_What you will do_
The task requires restating, word for word, the lines of the entries below from the one containing "Task: for every instance of the bare" through the final one, both included.

━━ Listed records ━━

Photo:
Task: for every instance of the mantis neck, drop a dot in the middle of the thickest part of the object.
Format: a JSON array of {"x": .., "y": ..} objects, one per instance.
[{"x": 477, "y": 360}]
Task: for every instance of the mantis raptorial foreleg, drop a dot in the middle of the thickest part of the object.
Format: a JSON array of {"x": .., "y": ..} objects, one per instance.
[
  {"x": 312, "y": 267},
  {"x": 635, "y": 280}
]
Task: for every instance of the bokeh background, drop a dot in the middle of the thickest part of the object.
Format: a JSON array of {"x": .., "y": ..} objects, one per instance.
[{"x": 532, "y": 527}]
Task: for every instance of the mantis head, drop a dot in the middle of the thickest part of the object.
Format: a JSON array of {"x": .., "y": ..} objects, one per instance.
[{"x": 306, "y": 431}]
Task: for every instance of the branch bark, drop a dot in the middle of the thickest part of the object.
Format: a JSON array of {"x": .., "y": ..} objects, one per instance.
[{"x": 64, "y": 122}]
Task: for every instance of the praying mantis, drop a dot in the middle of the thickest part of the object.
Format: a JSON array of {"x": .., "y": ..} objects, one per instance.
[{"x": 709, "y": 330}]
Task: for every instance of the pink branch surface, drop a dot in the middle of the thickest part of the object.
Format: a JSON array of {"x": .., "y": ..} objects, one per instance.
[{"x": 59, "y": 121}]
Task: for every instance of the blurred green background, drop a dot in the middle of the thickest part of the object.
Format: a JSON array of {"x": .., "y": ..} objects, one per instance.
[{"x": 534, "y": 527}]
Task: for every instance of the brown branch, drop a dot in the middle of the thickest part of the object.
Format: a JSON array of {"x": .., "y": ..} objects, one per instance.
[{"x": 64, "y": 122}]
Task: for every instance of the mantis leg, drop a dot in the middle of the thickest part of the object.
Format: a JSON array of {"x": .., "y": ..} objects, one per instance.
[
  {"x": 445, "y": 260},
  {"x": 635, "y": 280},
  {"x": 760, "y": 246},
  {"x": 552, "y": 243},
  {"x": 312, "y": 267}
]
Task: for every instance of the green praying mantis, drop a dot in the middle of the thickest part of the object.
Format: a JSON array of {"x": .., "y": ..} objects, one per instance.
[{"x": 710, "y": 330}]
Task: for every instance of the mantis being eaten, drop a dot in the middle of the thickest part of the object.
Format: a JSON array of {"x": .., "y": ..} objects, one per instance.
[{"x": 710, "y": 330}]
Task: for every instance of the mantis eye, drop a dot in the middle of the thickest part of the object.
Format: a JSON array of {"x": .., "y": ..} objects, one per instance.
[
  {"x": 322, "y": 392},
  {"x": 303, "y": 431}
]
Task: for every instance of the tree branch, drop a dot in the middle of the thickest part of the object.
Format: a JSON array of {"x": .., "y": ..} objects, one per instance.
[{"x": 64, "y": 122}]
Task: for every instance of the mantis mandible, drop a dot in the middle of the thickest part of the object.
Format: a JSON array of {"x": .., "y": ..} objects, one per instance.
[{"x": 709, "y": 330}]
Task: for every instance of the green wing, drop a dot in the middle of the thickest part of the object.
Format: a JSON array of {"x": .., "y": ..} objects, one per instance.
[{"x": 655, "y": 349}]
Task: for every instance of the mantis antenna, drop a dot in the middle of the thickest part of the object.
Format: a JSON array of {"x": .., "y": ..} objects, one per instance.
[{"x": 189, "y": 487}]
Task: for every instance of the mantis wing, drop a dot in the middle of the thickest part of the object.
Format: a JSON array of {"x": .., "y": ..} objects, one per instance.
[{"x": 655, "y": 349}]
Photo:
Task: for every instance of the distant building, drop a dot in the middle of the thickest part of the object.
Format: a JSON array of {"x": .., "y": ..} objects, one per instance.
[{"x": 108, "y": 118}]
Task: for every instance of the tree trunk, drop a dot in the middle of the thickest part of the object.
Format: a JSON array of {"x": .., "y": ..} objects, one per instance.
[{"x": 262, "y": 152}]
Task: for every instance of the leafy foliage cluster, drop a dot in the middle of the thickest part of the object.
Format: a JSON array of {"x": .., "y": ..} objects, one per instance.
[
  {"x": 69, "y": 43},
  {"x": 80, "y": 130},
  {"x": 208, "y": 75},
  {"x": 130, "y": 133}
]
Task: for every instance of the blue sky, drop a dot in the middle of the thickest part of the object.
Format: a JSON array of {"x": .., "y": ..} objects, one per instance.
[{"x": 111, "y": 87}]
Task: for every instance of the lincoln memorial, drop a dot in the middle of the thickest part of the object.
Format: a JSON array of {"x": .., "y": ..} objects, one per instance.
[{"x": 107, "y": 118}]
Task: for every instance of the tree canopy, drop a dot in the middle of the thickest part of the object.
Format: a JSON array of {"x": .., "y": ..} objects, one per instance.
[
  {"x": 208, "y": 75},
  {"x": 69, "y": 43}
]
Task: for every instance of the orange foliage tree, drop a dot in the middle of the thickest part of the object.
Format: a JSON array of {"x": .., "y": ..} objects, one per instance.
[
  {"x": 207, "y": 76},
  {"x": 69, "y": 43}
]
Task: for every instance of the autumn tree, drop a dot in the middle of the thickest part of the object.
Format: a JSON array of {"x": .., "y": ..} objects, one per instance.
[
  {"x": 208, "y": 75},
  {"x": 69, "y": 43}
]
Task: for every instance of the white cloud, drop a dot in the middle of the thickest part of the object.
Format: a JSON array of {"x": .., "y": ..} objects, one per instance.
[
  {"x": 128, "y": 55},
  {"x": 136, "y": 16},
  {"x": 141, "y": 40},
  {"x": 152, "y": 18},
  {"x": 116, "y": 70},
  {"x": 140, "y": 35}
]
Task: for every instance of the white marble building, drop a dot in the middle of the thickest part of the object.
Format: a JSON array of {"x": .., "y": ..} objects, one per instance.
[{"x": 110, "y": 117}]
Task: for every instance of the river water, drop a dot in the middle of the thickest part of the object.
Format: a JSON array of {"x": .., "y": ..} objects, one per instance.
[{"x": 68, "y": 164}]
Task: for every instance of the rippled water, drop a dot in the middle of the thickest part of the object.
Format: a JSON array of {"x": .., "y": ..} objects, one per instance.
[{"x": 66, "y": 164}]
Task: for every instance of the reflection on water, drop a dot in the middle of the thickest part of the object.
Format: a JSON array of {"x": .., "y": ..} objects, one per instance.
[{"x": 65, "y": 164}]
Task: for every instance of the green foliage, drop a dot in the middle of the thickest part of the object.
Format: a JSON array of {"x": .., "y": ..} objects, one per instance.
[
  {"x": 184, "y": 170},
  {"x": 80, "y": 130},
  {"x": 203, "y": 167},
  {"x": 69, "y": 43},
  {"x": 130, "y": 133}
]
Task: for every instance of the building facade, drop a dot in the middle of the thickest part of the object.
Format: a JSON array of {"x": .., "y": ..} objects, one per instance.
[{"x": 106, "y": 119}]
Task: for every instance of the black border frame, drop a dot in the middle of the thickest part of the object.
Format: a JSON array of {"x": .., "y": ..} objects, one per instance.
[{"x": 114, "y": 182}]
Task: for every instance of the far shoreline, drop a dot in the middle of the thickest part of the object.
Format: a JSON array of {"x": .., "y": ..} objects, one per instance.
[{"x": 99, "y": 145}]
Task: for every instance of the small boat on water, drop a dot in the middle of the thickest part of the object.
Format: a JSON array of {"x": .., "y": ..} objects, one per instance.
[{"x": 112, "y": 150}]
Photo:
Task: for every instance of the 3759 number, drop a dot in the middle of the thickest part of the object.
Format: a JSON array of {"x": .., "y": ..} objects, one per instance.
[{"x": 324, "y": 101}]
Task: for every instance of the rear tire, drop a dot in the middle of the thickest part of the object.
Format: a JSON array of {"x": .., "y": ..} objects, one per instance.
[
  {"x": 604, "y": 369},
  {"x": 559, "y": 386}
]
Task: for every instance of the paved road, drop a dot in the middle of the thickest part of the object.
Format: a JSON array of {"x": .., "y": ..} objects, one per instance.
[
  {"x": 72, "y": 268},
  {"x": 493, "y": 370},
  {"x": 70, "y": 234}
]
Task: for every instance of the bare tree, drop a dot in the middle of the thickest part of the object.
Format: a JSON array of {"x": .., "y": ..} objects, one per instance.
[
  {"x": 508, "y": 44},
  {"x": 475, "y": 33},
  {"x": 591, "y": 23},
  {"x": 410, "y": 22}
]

━━━

_Answer to this task_
Task: for every instance of the bare tree, drop a dot in the middle of the thickest part of the object.
Format: a JSON array of {"x": .., "y": ..} objects, one per instance.
[
  {"x": 508, "y": 44},
  {"x": 475, "y": 33},
  {"x": 591, "y": 23},
  {"x": 410, "y": 22}
]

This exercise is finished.